▶ [Set task]: Below is a set of entries. Reproduce exactly the lines from the one containing "[tag] green lawn: a pin per instance" through the end, both included.

▶ [Data section]:
(begin)
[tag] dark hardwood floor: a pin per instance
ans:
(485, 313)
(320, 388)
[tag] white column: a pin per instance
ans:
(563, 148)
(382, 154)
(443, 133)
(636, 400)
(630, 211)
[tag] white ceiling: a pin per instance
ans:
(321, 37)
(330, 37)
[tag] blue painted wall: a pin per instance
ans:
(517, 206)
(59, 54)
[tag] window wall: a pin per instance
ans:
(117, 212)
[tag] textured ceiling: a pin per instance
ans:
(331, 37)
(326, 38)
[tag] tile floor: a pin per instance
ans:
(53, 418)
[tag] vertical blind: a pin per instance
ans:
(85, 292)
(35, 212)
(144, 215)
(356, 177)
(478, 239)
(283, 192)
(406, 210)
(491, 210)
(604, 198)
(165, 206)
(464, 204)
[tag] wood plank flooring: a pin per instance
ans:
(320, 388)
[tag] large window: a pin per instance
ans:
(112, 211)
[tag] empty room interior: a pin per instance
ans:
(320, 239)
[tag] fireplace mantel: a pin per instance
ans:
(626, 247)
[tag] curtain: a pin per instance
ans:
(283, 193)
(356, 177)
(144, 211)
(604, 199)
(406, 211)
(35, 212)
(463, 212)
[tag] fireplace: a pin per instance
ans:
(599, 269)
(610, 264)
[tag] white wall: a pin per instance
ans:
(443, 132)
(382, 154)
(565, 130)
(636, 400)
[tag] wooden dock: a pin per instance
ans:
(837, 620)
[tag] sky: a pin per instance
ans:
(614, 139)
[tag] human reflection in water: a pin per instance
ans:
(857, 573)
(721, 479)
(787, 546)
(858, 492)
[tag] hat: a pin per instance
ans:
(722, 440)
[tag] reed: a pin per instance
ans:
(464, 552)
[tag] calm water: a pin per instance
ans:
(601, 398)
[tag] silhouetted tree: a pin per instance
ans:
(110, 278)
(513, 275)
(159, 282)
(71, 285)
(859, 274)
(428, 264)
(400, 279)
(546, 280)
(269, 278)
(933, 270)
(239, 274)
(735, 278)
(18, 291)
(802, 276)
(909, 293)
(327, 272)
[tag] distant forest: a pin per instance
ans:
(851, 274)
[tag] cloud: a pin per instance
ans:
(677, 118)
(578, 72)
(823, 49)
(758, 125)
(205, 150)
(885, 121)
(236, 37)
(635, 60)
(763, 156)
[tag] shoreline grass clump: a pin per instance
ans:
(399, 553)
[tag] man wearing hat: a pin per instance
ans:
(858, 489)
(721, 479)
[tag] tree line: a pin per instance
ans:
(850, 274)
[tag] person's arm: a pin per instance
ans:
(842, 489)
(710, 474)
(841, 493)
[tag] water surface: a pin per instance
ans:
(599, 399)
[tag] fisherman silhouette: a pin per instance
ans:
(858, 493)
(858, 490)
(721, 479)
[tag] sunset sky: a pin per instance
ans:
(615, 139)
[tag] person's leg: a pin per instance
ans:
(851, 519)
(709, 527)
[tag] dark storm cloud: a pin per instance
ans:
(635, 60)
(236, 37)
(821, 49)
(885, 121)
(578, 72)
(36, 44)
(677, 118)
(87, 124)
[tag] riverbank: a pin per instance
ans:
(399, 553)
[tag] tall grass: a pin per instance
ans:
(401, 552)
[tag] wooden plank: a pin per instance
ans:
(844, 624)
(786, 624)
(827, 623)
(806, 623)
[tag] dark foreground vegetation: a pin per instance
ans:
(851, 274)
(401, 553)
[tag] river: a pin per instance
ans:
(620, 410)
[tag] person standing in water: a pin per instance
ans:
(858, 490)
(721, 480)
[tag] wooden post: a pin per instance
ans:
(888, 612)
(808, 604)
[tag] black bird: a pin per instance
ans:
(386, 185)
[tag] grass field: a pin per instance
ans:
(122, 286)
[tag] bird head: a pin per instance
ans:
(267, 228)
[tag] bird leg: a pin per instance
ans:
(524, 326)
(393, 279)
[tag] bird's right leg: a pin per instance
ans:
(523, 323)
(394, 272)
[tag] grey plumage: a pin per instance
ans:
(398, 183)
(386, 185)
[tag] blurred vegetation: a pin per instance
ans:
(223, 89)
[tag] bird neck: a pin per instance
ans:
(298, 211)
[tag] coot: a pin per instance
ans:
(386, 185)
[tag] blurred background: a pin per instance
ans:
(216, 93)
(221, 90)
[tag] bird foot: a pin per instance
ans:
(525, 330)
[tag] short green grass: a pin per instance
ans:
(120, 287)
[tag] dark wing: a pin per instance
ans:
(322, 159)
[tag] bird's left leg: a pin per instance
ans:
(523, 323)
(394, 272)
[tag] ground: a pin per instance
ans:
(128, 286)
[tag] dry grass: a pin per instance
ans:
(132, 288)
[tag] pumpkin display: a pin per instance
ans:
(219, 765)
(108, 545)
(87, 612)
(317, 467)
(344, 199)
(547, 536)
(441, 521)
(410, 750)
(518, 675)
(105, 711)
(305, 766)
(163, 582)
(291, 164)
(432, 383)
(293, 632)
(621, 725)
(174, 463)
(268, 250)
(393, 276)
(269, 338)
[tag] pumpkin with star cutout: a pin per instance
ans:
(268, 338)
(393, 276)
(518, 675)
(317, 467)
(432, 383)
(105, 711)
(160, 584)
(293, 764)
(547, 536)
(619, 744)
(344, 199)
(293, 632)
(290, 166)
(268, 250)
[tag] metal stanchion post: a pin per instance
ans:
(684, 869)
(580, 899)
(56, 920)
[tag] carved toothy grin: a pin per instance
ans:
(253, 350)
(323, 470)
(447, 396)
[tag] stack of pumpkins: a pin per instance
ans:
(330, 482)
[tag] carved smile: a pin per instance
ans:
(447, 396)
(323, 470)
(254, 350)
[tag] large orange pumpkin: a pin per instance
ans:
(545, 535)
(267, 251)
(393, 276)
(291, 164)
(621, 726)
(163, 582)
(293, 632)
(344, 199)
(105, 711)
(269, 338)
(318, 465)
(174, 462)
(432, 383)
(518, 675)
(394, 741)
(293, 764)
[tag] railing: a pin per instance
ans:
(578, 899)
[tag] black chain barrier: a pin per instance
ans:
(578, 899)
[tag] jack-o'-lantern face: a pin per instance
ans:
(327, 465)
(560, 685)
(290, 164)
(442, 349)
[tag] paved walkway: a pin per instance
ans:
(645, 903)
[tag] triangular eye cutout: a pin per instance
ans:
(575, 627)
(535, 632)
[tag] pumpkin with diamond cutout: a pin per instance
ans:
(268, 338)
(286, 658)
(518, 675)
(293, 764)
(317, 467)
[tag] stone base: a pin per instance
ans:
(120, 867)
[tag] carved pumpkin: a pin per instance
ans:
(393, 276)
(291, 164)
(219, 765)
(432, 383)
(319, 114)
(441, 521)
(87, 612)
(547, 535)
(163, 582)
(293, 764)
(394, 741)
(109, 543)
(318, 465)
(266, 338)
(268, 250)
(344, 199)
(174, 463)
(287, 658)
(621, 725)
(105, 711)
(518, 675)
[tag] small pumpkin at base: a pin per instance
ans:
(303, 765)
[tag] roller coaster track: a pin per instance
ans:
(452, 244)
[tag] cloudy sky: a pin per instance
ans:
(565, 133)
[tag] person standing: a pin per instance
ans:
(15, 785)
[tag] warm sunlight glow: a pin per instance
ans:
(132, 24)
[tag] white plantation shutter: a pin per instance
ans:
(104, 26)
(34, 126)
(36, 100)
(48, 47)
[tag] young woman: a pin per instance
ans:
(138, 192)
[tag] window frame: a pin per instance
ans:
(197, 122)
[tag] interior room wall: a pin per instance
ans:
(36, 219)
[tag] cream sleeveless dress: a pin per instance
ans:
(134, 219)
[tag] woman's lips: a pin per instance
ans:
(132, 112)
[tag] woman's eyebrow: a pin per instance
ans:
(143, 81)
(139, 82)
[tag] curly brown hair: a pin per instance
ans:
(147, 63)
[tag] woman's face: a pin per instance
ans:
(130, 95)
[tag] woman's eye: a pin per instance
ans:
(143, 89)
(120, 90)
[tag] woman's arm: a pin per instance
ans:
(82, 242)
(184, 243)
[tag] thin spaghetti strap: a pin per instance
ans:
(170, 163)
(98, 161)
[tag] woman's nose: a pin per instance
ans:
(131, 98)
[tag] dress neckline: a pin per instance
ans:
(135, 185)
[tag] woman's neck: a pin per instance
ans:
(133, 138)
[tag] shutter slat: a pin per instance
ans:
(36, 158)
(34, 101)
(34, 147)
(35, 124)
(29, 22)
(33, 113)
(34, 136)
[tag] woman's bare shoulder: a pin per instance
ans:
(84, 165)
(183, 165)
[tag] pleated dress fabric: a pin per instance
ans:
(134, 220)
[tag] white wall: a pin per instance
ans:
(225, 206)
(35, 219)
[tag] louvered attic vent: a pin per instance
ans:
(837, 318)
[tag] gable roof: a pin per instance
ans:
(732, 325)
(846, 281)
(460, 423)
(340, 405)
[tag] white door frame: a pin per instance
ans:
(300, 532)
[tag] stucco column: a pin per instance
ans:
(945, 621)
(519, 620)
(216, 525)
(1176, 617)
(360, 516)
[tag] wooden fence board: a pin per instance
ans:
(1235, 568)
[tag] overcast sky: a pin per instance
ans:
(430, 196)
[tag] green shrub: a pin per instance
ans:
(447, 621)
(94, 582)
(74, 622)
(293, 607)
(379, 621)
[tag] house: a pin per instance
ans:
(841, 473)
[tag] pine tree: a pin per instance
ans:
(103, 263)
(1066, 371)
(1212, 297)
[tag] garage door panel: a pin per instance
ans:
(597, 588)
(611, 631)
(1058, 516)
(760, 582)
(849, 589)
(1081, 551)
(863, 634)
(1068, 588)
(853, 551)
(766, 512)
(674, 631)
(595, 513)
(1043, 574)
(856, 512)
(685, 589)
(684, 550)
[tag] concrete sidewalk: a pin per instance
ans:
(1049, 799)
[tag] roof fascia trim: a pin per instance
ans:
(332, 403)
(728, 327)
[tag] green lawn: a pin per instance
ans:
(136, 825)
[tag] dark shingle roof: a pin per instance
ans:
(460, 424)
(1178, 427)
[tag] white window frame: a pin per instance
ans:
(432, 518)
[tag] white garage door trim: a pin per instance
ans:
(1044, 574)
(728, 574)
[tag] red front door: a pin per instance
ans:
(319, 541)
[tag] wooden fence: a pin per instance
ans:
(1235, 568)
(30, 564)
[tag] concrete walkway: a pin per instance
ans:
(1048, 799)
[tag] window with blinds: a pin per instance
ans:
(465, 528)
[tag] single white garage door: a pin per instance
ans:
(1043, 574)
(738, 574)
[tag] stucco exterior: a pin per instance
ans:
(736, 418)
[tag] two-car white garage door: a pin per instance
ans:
(end)
▶ [Exercise response]:
[tag] green lawn: a pin per instance
ans:
(136, 825)
[tag] dark shingle roof: a pin per instance
ans:
(460, 424)
(1178, 427)
[tag] white window frame: a pin per instance
ans:
(432, 518)
[tag] white garage door trim: a pin per instance
ans:
(1044, 574)
(728, 574)
[tag] red front door: a pin per instance
ans:
(319, 541)
[tag] wooden fence: a pin per instance
ans:
(1235, 568)
(30, 564)
[tag] concrete walkway: a pin per instance
ans:
(1048, 799)
[tag] window with blinds: a pin per instance
ans:
(465, 528)
[tag] single white garage door: a pin per instance
ans:
(1043, 574)
(738, 574)
[tag] stucco exterior: a pin per instance
ans:
(736, 418)
[tag] two-car white garage door: a pin per instance
ans:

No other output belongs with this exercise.